Whatever appears in the records should be given again exactly, down to the last mark.

[Extracted entries — start]

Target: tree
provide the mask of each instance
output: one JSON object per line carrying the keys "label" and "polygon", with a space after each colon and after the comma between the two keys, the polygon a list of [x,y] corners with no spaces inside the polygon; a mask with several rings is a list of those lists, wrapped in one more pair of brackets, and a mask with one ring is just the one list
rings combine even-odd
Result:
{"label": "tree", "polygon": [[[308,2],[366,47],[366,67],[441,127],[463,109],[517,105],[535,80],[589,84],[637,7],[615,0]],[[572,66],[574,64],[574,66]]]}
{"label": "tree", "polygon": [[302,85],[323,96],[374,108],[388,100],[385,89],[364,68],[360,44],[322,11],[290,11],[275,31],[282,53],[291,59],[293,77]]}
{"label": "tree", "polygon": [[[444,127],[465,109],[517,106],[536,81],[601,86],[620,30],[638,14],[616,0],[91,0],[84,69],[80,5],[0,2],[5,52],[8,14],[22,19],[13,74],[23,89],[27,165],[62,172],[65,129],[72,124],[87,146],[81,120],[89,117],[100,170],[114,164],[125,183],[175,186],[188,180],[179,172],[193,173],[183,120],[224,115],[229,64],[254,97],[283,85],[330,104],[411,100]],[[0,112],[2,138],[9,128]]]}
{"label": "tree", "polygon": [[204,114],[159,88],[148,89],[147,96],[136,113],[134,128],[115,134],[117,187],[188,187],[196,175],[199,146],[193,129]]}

[Extracted entries — finish]

### Answer
Target: tree
provide the mask of each instance
output: one JSON object per line carrying the keys "label" and "polygon", with a space after each colon and after the comma between the two keys, the polygon a list of [x,y] corners with no spaces inside the polygon; a mask with several rings is a list of those lists, wrapped in one more pair of brackets, and a mask with one ring is just the one list
rings combine even-odd
Result:
{"label": "tree", "polygon": [[[308,2],[366,47],[366,67],[441,127],[463,109],[517,105],[535,80],[589,84],[637,7],[615,0]],[[572,66],[574,64],[574,66]]]}
{"label": "tree", "polygon": [[302,85],[323,96],[374,108],[388,100],[385,89],[364,68],[360,44],[322,11],[290,11],[275,31],[282,53],[291,59],[293,77]]}
{"label": "tree", "polygon": [[[444,127],[465,109],[517,106],[536,81],[601,86],[620,30],[638,14],[616,0],[91,0],[84,69],[80,5],[0,2],[5,52],[8,14],[22,19],[13,74],[23,89],[27,165],[62,172],[65,129],[72,124],[87,146],[81,120],[89,117],[100,170],[114,164],[125,183],[175,186],[188,180],[179,172],[193,173],[183,120],[224,115],[229,64],[254,97],[283,85],[330,104],[411,100]],[[0,112],[2,138],[9,128]]]}
{"label": "tree", "polygon": [[204,114],[159,88],[148,89],[147,96],[136,113],[134,128],[115,134],[117,187],[188,187],[196,175],[199,146],[193,129]]}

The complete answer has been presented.